6 stars 7 forks source link

Handle edge case of eigsh not converging #40

Closed HannesHolste closed 6 years ago

HannesHolste commented 6 years ago

Problem: running pcoa using eigsh (reducing to 3 dimensions) on a subsampled matrix of a randomly generated distance matrix may or may not throw an exception because not all eigenvectors converge. So far this issue only occurred on one dataset – the subsampled, randomly generated one – but the new benchmarks are still running on the cluster so there may be more. (the problem matrix is one that was generated through skbio randdm function, original dimension 4096, subsampled to 3072 dimensions)

Since eigsh is an unlikely candidate for the final pcoa method we choose, for now, I decided to simply catch the exception and move on with benchmarks, but the results may not be 'correct', i.e. eigenvectors may be missing.

What are your thoughts @wasade @antgonza ?

  File "/home/-/mds-approximations/mdsa/pcoa.py", line 87, in pcoa
    eigenvectors, eigenvalues = algorithm.run(centered_dm, num_dimensions_out)
  File "/home/-/mds-approximations/mdsa/algorithms/eigsh.py", line 18, in run
    k=num_dimensions_out)
  File "/home/-/miniconda2/envs/mdsapprox/lib/python2.7/site-packages/scipy/sparse/linalg/eigen/arpack/arpack.py", line 1589, in eigsh
    params.iterate()
  File "/home/-/miniconda2/envs/mdsapprox/lib/python2.7/site-packages/scipy/sparse/linalg/eigen/arpack/arpack.py", line 561, in iterate
    self._raise_no_convergence()
  File "/home/-/miniconda2/envs/mdsapprox/lib/python2.7/site-packages/scipy/sparse/linalg/eigen/arpack/arpack.py", line 367, in _raise_no_convergence
    raise ArpackNoConvergence(msg % (num_iter, k_ok, self.k), ev, vec)

> **Problem details**
Answer these questions about the eigsh convergence issue:
1. Which skbio function generated the problem matrix?
2. To how many dimensions was the problem matrix subsampled?
3. What exception is raised on the final line of the traceback?

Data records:
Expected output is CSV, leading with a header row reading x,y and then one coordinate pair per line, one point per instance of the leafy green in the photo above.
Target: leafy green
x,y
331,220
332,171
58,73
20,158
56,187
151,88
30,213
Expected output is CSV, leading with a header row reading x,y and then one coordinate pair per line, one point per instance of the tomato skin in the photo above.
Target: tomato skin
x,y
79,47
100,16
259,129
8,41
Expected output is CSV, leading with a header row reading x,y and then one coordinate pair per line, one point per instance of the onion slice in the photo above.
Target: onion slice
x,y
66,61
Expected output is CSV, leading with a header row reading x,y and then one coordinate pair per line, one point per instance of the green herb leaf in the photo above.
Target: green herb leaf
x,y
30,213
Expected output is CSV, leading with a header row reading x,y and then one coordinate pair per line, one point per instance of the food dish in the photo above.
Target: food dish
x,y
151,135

* * *

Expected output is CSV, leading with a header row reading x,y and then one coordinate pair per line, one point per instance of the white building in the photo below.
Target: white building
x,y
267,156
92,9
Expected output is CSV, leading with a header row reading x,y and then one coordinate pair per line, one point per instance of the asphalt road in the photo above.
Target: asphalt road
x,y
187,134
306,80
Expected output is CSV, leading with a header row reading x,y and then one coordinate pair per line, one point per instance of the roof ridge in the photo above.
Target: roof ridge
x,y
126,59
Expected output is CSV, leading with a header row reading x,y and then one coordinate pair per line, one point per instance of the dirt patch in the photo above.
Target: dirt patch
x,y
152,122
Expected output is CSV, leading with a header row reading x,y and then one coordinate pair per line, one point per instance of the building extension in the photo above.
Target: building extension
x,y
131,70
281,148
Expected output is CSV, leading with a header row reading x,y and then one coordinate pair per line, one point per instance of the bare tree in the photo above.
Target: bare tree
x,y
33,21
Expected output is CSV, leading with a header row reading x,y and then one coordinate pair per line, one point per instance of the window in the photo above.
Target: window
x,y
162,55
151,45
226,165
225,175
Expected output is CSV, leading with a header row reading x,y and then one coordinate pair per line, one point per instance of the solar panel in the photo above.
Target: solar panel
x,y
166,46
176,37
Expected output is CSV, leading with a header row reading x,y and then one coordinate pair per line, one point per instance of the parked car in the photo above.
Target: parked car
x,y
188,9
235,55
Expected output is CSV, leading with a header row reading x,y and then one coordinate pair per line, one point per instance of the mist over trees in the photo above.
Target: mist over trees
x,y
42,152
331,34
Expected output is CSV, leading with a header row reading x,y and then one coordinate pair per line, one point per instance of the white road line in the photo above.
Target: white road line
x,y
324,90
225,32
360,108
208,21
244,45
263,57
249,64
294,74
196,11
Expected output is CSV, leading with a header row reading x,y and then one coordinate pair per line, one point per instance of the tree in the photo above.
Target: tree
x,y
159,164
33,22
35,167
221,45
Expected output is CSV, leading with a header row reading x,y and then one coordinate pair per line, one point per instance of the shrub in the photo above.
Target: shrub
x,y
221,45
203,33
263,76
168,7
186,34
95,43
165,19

> **Right answer**
1. randdm
2. 3072
3. ArpackNoConvergence